DATA EXCERPTS:
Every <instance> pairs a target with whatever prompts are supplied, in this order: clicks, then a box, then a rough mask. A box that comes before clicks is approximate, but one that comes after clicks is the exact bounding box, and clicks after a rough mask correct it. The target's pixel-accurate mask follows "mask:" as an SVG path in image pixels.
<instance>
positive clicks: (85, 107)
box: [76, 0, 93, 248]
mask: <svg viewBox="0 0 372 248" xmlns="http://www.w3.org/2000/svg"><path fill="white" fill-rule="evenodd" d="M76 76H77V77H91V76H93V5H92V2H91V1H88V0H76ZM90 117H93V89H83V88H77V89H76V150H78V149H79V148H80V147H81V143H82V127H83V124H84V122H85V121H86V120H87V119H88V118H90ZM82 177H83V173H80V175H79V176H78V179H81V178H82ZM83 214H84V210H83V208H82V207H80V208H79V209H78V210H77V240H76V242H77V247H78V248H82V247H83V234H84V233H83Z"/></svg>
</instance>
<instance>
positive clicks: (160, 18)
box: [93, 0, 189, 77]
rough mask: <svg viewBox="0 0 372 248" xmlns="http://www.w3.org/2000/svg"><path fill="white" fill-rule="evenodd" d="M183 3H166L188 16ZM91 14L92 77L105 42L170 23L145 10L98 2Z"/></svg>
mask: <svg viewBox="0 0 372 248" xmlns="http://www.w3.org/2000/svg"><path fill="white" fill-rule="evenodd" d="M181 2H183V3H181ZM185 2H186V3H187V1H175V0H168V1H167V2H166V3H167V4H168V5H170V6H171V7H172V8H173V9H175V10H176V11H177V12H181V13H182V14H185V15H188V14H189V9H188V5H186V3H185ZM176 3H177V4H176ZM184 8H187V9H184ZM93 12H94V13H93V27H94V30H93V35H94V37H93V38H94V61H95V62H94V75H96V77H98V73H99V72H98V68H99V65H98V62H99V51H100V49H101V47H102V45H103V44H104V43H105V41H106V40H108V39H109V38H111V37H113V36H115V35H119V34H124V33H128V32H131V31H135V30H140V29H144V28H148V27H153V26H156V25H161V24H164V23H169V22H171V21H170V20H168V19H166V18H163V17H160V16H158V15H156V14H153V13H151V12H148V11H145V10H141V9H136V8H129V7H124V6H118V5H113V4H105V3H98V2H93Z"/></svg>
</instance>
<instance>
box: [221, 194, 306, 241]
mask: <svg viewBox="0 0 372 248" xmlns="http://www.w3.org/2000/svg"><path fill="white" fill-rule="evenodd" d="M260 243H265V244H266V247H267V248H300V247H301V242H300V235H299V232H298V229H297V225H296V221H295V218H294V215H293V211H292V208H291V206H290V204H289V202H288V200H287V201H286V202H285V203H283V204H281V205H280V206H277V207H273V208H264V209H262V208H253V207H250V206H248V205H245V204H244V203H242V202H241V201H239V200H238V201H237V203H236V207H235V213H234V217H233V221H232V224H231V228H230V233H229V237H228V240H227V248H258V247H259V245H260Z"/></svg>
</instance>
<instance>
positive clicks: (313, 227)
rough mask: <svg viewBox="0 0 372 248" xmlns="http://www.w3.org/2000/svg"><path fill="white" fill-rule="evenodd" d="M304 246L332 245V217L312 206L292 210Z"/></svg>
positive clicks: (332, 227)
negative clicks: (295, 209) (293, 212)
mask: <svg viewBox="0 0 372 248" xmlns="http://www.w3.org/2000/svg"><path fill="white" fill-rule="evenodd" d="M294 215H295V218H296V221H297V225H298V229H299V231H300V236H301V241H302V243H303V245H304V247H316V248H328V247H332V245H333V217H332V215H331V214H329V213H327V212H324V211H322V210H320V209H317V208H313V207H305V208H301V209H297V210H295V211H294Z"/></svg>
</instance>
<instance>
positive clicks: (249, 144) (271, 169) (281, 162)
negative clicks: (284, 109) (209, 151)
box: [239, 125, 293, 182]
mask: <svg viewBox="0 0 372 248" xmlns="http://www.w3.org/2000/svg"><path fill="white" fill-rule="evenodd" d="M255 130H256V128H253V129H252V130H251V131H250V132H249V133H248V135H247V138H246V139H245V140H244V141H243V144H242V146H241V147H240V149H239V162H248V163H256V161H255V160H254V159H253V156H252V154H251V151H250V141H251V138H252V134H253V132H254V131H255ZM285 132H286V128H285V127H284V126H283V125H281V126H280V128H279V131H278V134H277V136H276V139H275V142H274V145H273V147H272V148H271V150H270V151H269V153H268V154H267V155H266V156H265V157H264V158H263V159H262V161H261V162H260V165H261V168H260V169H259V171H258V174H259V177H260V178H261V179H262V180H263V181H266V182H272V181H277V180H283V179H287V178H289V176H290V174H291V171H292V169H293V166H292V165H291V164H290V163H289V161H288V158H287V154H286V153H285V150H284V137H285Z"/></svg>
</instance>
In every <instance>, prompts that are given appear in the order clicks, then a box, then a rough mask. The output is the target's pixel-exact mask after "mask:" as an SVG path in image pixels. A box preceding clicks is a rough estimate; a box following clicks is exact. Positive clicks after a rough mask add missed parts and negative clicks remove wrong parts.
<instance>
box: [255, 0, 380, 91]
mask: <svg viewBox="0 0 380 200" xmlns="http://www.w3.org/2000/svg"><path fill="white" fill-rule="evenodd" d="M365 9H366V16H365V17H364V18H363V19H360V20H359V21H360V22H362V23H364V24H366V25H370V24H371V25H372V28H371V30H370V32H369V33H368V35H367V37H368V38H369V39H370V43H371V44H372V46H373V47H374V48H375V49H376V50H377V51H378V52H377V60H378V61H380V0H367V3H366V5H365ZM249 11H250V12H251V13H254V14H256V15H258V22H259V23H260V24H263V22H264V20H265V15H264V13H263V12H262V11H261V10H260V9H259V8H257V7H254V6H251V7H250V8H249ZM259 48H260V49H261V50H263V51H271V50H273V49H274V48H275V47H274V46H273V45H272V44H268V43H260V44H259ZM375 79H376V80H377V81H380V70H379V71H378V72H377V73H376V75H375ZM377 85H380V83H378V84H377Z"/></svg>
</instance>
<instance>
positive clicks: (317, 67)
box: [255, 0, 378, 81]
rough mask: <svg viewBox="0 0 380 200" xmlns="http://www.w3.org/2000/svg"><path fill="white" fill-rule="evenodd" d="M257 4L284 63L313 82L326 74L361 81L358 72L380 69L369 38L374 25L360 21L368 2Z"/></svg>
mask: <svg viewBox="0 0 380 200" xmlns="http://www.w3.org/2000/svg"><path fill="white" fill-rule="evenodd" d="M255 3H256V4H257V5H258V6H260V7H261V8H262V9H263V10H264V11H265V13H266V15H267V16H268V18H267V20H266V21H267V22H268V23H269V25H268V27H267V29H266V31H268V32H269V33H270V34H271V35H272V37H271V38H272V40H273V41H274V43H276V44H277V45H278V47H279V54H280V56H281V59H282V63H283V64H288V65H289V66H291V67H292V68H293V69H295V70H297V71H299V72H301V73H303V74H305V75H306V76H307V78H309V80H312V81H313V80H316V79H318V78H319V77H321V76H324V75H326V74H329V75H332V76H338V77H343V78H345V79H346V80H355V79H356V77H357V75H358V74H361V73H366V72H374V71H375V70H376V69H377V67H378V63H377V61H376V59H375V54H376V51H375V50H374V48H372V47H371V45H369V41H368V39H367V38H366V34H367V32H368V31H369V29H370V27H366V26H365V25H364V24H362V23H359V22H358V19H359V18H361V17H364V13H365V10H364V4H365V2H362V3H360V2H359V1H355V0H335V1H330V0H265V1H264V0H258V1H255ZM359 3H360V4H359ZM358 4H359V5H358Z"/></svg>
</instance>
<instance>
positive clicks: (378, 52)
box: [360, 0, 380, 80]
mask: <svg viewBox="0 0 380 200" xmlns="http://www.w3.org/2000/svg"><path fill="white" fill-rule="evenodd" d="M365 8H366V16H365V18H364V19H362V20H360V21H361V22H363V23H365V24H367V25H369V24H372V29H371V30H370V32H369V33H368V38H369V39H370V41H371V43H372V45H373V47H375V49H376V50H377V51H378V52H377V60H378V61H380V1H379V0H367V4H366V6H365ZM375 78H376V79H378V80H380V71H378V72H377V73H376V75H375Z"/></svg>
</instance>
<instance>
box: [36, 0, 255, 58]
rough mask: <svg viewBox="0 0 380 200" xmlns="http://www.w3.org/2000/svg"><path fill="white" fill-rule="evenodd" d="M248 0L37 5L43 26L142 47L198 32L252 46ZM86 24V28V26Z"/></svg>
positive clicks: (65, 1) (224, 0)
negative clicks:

WORK INSTRUCTION: Print again the material above, limited to the lines from the one holding "positive clicks: (378, 52)" through the last, inclusive.

ANSWER TO THE EXERCISE:
positive clicks: (378, 52)
box: [360, 0, 380, 80]
mask: <svg viewBox="0 0 380 200" xmlns="http://www.w3.org/2000/svg"><path fill="white" fill-rule="evenodd" d="M365 8H366V16H365V18H364V19H362V20H360V21H361V22H363V23H365V24H367V25H369V24H372V29H371V30H370V32H369V33H368V38H369V39H370V41H371V43H372V45H373V47H375V49H376V50H377V51H378V52H377V60H378V61H380V1H379V0H367V4H366V6H365ZM375 78H376V79H378V80H380V71H378V72H377V73H376V75H375Z"/></svg>
</instance>
<instance>
box: [36, 0, 255, 58]
rough mask: <svg viewBox="0 0 380 200" xmlns="http://www.w3.org/2000/svg"><path fill="white" fill-rule="evenodd" d="M248 0L37 5L43 26L142 47L198 32L252 46ZM86 24V28V26Z"/></svg>
positive clicks: (65, 1) (224, 0)
negative clicks:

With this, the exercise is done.